| REQUIREMENT 1 |
In the article on California's cannabis tax, what introduced the sharp distinction between "Type A" and "Type M" permits?
| REQUIREMENT 2 |
Print the part of the article on California's cannabis tax that opens with the words containing "Now I think" and closes with "begs the question.".
| REQUIREMENT 3 |
Proceed with the article on California's cannabis tax from the point where it stops.

| EXTRACTED TEXT |
+---+
California has a ploy to prevent the federal government from cracking down on medical cannabis. I think the state’s ploy is ill-considered and far-fetched.
Here’s the ploy:
“Reporting the cultivation tax:
“. . .
“– You are required to enter adult-use ounces separately from medicinal ounces for each category.”
Now I think one of the possible advantages of taxing medical cannabis like adult-use is that cultivators don’t have to decide which is which so soon. Let the market decide, based on demand as time goes on. Otherwise, shortages and gluts will develop, as identical products have been put into a category that proved wrong.
But California has spurned that advantage. Why? Because medical and adult-use cannabis require separate licenses in California? That begs the question.
So I asked California friend Dale Gieringer, head of CANORML, who supplied this answer:
“A sharp distinction between adult use ‘Type A’ and medicinal cannabis ‘Type M’ permits was introduced by Gov. Brown’s trailer bill. Everyone in the industry agrees that it doesn’t make sense, as you point out. Only at the final manufacturing level does it make sense to separate type A [Adult] and type M [Medical]. Plants in the field should be able to enter whichever side of the production stream they are in economic demand. I understand the distinction was justified on the theory that a rigid separation of medical from adult-use might help protect the former in the event of a federal attack.”
Honestly, I can’t imagine that having cultivators separating medical cannabis from recreational will keep a federal government that cracks down on recreational immobilized for medical. Will the federal government really go into cultivation facilities and confiscate the stuff marked A for adult while winking at the stuff marked M for medical? Anything can happen, I suppose, but I don’t think that will. That implausible benefit comes at a significant cost of inefficiency – at a time when the black market is still entrenched.
+---+
Records taken from a dataset:

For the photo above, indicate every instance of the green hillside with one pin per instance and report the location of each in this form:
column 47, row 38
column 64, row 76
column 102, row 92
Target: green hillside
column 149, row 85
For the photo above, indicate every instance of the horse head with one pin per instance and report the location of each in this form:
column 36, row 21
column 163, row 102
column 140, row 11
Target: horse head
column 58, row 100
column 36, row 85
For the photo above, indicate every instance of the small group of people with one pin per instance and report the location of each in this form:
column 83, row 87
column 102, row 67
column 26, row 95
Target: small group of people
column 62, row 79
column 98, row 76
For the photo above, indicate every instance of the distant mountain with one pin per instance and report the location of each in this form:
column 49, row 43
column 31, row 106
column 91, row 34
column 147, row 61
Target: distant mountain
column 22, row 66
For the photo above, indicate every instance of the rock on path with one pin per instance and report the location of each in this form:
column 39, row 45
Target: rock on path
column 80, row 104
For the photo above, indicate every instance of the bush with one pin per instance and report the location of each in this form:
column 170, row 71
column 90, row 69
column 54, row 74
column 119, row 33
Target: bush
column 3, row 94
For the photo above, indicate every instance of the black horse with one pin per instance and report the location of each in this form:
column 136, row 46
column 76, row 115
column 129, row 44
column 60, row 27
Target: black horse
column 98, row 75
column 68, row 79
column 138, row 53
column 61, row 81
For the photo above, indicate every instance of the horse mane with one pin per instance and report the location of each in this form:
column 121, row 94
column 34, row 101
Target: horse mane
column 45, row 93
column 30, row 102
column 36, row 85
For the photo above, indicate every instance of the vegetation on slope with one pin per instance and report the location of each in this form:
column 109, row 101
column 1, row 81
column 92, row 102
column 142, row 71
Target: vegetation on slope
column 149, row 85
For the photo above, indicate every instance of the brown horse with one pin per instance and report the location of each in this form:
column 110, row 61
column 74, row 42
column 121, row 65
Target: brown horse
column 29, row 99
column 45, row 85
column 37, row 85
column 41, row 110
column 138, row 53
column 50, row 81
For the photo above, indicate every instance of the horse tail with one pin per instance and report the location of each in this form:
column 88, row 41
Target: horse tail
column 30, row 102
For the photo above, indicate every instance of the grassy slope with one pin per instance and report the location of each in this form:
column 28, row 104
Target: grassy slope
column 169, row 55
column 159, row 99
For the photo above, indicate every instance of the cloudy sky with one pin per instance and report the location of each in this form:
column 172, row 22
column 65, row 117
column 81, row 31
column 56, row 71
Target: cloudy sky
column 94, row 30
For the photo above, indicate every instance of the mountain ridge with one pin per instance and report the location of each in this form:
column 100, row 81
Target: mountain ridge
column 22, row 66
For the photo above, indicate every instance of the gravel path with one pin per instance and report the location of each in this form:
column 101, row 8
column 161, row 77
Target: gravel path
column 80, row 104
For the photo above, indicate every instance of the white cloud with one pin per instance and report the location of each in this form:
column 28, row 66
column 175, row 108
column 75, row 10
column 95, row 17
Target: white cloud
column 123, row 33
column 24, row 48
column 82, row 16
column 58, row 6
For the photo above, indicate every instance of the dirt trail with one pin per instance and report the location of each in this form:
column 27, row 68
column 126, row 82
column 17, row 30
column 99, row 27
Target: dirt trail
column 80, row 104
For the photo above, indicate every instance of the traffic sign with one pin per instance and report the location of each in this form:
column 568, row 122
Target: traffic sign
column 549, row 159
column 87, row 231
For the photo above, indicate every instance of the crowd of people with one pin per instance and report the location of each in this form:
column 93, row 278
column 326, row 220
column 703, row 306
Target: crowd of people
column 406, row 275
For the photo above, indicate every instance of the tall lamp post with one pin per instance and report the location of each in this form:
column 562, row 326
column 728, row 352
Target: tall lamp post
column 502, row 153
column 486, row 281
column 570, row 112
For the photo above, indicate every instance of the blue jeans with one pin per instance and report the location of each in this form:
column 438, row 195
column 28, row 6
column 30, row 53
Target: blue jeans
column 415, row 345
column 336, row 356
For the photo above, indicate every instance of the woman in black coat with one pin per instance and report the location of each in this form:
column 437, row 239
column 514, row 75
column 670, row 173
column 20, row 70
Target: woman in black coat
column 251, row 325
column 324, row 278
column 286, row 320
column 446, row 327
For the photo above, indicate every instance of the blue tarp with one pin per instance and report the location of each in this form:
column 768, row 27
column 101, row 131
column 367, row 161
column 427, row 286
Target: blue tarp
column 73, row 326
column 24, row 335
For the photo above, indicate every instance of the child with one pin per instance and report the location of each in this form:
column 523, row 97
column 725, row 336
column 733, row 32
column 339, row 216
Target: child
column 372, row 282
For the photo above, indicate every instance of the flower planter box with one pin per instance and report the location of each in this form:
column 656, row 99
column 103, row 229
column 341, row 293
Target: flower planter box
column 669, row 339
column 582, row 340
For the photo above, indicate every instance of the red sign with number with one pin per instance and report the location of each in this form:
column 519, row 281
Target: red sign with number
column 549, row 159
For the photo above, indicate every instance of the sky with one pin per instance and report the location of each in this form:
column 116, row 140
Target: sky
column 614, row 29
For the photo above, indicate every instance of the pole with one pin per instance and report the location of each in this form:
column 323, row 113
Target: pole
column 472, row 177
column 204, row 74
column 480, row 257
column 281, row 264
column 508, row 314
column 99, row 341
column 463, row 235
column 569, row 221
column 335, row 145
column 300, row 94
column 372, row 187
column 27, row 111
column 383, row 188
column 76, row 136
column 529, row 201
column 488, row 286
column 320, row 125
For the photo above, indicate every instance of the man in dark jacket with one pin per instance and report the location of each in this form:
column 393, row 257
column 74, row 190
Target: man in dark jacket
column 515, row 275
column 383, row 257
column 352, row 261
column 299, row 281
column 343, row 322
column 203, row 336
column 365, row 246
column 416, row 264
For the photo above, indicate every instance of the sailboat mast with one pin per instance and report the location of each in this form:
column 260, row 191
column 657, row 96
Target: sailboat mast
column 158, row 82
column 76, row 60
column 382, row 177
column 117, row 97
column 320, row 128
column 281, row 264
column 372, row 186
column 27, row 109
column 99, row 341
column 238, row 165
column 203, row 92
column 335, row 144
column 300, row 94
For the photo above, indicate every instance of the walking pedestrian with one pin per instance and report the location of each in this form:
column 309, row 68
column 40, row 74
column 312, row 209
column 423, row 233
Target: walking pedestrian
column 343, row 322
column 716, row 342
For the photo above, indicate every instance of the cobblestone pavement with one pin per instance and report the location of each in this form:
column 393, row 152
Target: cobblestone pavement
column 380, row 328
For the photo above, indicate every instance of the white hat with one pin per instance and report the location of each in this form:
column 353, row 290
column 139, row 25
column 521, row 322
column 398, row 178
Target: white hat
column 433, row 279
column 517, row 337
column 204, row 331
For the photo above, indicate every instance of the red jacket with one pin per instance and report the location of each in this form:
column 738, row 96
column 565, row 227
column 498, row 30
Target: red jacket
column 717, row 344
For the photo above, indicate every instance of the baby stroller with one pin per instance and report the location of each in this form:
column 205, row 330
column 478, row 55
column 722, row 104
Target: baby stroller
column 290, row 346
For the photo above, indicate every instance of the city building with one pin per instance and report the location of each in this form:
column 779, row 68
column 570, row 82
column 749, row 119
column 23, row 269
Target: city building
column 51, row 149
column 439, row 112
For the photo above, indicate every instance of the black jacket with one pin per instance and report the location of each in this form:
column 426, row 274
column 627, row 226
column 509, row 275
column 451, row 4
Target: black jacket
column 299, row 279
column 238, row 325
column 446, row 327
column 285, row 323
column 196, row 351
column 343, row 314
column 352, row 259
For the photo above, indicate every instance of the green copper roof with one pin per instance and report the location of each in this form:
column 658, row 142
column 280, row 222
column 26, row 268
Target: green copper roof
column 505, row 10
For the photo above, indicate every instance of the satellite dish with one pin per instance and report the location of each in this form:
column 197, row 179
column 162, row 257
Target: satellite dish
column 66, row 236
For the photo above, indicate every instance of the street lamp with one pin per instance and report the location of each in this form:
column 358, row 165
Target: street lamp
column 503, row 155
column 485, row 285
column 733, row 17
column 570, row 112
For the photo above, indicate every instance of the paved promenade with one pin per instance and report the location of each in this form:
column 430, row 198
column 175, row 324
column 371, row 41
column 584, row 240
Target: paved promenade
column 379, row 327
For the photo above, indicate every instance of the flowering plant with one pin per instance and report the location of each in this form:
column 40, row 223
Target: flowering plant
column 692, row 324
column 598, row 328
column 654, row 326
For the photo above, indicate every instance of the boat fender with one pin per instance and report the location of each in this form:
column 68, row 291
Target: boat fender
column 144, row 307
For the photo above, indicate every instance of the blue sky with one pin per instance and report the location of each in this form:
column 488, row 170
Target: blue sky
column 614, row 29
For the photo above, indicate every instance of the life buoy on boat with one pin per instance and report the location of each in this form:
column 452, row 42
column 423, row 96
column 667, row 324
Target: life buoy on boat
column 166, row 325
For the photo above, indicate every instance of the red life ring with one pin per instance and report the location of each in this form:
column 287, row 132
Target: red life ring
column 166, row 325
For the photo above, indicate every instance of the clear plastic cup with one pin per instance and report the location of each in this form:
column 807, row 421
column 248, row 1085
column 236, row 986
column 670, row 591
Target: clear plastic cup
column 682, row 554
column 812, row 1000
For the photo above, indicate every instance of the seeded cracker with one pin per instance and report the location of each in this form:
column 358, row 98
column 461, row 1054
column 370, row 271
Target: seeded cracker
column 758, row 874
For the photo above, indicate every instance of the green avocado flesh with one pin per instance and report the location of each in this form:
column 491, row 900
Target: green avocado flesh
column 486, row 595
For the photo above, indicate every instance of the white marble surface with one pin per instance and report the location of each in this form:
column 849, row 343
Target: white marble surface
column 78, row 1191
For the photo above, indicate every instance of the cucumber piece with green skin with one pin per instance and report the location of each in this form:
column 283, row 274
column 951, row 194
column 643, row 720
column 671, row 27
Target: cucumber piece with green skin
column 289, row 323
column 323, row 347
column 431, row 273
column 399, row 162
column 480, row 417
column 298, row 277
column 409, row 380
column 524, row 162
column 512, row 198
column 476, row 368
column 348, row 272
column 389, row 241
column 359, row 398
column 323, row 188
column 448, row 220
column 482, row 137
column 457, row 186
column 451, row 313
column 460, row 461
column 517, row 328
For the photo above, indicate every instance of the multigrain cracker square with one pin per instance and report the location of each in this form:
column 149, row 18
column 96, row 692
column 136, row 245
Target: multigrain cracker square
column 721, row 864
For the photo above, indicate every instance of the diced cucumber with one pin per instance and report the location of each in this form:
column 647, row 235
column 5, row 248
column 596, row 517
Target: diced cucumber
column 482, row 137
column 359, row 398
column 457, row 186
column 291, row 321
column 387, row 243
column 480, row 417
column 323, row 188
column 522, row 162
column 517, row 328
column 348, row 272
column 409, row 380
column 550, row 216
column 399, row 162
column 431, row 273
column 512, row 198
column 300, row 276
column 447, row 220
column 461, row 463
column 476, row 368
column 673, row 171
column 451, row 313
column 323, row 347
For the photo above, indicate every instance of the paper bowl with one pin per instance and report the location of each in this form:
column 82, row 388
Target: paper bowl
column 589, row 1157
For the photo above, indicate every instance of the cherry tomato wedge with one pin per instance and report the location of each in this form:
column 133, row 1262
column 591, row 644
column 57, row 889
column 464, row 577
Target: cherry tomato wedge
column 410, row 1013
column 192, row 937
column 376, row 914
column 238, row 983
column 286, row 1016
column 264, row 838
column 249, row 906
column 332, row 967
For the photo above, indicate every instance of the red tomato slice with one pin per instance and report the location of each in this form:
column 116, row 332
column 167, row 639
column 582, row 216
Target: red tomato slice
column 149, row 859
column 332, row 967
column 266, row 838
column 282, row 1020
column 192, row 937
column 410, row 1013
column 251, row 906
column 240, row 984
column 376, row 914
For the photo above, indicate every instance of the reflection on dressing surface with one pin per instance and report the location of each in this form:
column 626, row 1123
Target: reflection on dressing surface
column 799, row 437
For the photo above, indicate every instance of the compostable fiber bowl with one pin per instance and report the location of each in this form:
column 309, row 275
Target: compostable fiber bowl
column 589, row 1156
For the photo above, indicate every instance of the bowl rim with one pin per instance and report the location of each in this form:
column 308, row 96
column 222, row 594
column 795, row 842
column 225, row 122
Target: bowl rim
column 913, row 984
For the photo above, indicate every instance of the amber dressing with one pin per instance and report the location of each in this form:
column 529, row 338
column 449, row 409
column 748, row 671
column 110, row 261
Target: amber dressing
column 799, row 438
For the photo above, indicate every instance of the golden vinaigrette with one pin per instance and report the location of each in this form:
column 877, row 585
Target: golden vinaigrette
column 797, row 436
+---+
| TASK ANSWER 1 |
Gov. Brown's trailer bill.

| TASK ANSWER 2 |
Now I think one of the possible advantages of taxing medical cannabis like adult-use is that cultivators don’t have to decide which is which so soon. Let the market decide, based on demand as time goes on. Otherwise, shortages and gluts will develop, as identical products have been put into a category that proved wrong.
But California has spurned that advantage. Why? Because medical and adult-use cannabis require separate licenses in California? That begs the question.

| TASK ANSWER 3 |
One of the reasons Oregon retreated from its voter-passed marijuana law was a desire to exempt medical cannabis from a producer-level tax: “Another factor [in the Oregon retreat] was the awkwardness of exempting medical marijuana from a production tax. It’s awkward for raw product to be designated irrevocably as medical or recreational, because the market may demand more or less of each category later on, when the consumer sale occurs. And irrevocable designation is not just a guess, it’s a bother.” https://newrevenue.org/2016/02/09/4518/. California is willing to tax medical and adult-use the same. I think that’s wise. https://newrevenue.org/2015/10/19/taxation-of-medical-cannabis-after-legalization/.
Because I’m interested in taxing marijuana, the industry looks askance at me; at least this once I am on their side. Several moves California has made have disappointed me (like the uncorrected $50 million drafting error in Proposition 64) or confused me (like the artificial base for the easily determinable 15 percent retail tax). This early separation into A and M categories is another head-scratcher.